EXERCISE:
Print exactly the lines from the line with "of the ceramic" to the last line of the data, please, both included.

--- begin DATASET ROWS ---

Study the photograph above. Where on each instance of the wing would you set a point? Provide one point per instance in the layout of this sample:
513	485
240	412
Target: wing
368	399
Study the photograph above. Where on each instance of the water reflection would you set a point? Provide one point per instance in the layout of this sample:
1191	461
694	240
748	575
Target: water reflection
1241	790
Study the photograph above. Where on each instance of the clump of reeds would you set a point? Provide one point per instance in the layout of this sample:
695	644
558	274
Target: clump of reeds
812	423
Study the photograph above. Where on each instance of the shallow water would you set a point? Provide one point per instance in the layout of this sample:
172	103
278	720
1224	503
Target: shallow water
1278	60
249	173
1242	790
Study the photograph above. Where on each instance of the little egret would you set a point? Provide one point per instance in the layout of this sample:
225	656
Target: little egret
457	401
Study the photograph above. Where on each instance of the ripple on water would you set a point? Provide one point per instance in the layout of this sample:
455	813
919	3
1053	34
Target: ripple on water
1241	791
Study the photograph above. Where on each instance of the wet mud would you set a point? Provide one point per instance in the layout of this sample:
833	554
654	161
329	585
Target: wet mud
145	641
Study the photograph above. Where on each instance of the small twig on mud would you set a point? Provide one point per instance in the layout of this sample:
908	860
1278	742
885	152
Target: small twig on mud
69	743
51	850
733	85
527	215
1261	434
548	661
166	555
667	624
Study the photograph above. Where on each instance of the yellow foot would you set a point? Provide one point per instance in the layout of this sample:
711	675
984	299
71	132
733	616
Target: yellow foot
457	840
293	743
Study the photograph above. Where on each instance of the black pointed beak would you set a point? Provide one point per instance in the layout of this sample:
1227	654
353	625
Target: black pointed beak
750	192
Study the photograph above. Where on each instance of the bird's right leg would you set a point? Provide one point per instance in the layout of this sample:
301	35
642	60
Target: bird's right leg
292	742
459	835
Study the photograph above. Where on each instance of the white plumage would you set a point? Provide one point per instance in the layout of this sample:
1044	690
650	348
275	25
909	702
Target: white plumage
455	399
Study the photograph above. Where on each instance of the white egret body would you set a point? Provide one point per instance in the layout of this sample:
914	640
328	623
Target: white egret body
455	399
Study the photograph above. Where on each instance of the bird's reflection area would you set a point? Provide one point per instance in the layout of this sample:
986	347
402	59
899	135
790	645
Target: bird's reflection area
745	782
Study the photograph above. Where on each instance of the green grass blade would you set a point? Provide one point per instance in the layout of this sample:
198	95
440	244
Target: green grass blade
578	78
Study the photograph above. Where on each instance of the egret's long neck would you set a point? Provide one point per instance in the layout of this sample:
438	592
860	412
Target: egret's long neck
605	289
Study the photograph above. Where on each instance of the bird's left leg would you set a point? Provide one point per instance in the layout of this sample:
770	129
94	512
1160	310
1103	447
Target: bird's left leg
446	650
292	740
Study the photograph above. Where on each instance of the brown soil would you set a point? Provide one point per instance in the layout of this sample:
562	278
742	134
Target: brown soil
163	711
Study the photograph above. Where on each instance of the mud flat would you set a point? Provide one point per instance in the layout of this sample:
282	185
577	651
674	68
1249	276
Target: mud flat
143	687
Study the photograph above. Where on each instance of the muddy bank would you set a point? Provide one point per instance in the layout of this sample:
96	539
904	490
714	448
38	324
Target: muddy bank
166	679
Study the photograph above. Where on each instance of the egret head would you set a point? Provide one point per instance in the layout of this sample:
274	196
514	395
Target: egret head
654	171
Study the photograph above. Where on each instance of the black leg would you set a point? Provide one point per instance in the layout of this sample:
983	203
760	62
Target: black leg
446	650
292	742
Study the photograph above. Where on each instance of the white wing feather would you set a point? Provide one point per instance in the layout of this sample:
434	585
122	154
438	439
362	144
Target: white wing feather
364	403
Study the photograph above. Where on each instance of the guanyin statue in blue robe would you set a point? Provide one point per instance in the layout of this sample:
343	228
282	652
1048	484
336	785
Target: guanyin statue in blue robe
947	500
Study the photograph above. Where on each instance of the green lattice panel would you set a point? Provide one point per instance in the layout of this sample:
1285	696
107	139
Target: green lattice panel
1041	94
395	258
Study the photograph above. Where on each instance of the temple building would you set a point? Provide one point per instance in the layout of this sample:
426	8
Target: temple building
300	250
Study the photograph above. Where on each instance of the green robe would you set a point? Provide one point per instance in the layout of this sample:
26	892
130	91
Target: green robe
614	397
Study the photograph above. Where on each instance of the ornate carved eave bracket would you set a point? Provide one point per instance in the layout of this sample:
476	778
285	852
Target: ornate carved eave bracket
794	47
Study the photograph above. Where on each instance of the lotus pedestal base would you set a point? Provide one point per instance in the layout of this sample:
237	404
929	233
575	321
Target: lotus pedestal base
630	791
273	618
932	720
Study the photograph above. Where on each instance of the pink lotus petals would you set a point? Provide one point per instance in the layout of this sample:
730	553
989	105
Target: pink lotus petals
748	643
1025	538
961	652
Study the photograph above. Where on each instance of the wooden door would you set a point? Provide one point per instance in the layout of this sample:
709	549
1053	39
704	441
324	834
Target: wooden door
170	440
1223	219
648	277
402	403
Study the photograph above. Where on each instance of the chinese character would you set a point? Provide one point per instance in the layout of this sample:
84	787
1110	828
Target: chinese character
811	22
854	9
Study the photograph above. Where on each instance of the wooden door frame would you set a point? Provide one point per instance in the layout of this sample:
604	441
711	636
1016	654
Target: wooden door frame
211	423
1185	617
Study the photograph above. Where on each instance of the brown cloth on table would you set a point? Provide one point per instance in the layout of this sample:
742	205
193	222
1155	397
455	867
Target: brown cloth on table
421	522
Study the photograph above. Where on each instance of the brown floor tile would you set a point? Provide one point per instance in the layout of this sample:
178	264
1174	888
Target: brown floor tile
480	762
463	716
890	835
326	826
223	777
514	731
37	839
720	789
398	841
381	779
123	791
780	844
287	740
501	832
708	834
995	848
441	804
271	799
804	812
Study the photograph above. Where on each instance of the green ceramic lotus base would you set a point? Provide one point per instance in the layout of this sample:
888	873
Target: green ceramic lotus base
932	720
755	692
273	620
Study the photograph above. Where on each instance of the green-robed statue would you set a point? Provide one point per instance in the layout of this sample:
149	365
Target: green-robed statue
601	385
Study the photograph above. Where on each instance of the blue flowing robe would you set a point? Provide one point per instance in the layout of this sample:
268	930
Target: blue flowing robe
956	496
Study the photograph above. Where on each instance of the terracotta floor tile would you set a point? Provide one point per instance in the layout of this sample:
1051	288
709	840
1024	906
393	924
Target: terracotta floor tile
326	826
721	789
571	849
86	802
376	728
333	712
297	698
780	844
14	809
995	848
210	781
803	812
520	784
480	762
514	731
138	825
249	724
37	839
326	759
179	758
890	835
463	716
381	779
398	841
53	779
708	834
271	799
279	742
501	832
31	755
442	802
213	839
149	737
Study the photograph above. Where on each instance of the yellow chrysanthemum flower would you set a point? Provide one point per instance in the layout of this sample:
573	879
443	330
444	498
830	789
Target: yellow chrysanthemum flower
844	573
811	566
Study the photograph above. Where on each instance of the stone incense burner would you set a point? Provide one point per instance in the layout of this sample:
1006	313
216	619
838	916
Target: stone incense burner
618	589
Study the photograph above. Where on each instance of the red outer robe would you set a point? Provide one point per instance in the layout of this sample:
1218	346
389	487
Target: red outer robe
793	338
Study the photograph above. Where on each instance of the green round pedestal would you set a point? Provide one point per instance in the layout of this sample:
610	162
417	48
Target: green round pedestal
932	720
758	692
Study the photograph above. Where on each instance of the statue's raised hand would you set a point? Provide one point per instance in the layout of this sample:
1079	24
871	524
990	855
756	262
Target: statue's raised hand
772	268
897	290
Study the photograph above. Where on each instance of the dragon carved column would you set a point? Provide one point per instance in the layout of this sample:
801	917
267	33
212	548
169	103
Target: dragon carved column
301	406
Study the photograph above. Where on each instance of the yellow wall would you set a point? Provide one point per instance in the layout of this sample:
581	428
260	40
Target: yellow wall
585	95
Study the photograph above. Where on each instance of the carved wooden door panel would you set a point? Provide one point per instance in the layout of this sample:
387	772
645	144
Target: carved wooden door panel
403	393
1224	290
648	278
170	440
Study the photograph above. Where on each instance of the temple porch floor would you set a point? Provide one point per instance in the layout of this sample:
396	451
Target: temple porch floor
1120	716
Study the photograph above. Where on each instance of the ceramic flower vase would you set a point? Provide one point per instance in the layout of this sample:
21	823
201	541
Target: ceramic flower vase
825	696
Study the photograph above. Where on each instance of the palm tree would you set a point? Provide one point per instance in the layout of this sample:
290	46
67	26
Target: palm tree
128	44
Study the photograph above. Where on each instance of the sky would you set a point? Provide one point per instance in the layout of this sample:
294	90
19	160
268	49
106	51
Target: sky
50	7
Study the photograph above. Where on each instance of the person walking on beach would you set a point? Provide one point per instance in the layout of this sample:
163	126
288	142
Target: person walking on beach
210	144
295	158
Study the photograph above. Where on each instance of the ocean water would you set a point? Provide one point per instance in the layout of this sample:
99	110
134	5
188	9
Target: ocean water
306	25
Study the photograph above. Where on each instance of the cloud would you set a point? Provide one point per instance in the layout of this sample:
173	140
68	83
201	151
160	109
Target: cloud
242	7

--- end DATASET ROWS ---

WORKED ANSWER:
Study the photograph above. Where on each instance of the ceramic flower vase would you set a point? Provide one point per instance in the layout of this sample:
21	823
201	541
Target: ceramic flower vase
825	696
Study the photograph above. Where on each instance of the palm tree would you set a point? Provide one point per instance in the layout of this sample:
290	46
67	26
Target: palm tree
128	44
Study the photograph above. Where on each instance of the sky would you set a point? Provide one point per instance in the layout of this sample:
294	90
19	160
268	49
106	51
Target: sky
50	7
Study the photograph above. Where on each instance of the person walking on beach would you set a point? Provide one point per instance in the layout of this sample:
163	126
288	142
Target: person walking on beach
210	144
295	158
Study the photograph above. Where on each instance of the ocean water would you set a point? Provide one point per instance in the layout of this sample:
99	110
134	5
188	9
Target: ocean water
306	25
Study the photograph above. Where on each instance of the cloud would you set a point? Provide one point per instance in the layout of this sample:
173	140
68	83
201	151
160	109
Target: cloud
242	7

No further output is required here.